::: Избранный отрывок :::

Здесь же возникал и первый набросок нового решения проблемы убедительности изображаемого. Если у других писателей XIX века читатель принуждался верить индивидуальным сообщениям свидетелей, то у Гоголя читатель не мог не верить правде изображаемого, ибо он принуждался верить самому себе; читатель, как и автор – частица народа (и человечества), и в каждом читателе, как и в авторе, – капля души народа, стихии демократической массы; и если то, что изображено в книге, увидено глазами народа, то, значит, и читателя, как сына народа. Это и значило, что «Гоголь открыл нас нам самим», как сказал об этом Тургенев. Так же и Некрасов открыл русскому демократическому читателю его душу в душе народа, так же и Герцен показал русскую революционную интеллигенцию и всю Европу глазами дворянского поколения русских революционеров. Однако все подобные попытки в России (на Западе они не делались) были обречены на неполноту, незавершенность. Гоголь попытался во втором томе «Мертвых душ» покинуть свой путь и создать роман нескольких субъективных личных характеров и аспектов, как бы предсказывая путь, ведущий к Л. Толстому.

::: Перечень :::

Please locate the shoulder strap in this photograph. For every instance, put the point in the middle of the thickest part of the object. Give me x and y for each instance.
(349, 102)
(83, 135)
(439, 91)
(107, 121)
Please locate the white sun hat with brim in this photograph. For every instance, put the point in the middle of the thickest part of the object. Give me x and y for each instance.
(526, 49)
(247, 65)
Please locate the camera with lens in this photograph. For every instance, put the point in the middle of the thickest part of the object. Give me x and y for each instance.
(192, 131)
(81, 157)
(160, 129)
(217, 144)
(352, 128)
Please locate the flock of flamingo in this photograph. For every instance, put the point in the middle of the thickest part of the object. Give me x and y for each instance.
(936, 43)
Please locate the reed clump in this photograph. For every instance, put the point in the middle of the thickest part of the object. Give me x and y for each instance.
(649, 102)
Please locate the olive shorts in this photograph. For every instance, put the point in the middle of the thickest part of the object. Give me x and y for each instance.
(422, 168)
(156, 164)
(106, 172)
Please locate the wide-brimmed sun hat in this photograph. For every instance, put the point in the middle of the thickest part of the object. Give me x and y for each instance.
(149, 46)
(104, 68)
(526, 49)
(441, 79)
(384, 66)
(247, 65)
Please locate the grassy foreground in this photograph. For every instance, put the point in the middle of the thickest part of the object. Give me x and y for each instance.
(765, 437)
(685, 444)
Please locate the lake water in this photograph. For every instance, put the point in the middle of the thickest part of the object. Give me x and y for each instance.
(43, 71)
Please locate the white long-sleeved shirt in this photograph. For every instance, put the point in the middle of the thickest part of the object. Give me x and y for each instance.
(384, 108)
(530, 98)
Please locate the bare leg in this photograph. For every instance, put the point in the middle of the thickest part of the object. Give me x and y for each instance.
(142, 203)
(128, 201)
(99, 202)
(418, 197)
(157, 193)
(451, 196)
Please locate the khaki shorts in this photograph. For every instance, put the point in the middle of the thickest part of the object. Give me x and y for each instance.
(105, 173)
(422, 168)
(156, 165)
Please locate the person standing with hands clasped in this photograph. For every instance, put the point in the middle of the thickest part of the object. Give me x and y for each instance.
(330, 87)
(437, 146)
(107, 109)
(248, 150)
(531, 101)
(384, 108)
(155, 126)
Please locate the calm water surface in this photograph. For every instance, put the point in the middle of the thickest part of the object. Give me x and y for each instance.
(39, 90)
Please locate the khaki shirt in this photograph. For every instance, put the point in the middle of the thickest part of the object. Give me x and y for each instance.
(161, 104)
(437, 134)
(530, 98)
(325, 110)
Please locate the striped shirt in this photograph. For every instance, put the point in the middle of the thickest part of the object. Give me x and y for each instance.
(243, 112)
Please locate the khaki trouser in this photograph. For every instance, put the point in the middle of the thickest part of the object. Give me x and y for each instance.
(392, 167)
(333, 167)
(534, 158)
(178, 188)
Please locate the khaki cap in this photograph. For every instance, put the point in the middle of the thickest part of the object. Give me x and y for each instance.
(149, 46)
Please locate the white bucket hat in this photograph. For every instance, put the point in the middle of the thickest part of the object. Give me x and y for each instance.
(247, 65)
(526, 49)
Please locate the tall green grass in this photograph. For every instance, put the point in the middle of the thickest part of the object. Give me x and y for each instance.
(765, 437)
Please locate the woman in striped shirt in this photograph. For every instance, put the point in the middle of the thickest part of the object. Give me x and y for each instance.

:::

• Список заданий:
a) Проверьте по отрывку о Гоголе три утверждения: (i) слова о том, что Гоголь открыл нас нам самим, принадлежат Тургеневу; (ii) на Западе подобные попытки тоже предпринимались; (iii) во втором томе «Мертвых душ» Гоголь попытался создать роман нескольких субъективных личных характеров. На каждое ответьте «да» или «нет» и приведите решающие слова отрывка дословно.
b) Выберите из записей все строки, в которых встречается слово «khaki».
Записи никак не связаны с текстом.

• Ответы к заданиям:
a)
(i) Да: „«Гоголь открыл нас нам самим», как сказал об этом Тургенев“.
(ii) Нет: „на Западе они не делались“.
(iii) Да: „Гоголь попытался во втором томе «Мертвых душ» покинуть свой путь и создать роман нескольких субъективных личных характеров и аспектов“.

b)
Please locate the khaki shorts in this photograph. For every instance, put the point in the middle of the thickest part of the object. Give me x and y for each instance.
Please locate the khaki shirt in this photograph. For every instance, put the point in the middle of the thickest part of the object. Give me x and y for each instance.
Please locate the khaki trouser in this photograph. For every instance, put the point in the middle of the thickest part of the object. Give me x and y for each instance.
Please locate the khaki cap in this photograph. For every instance, put the point in the middle of the thickest part of the object. Give me x and y for each instance.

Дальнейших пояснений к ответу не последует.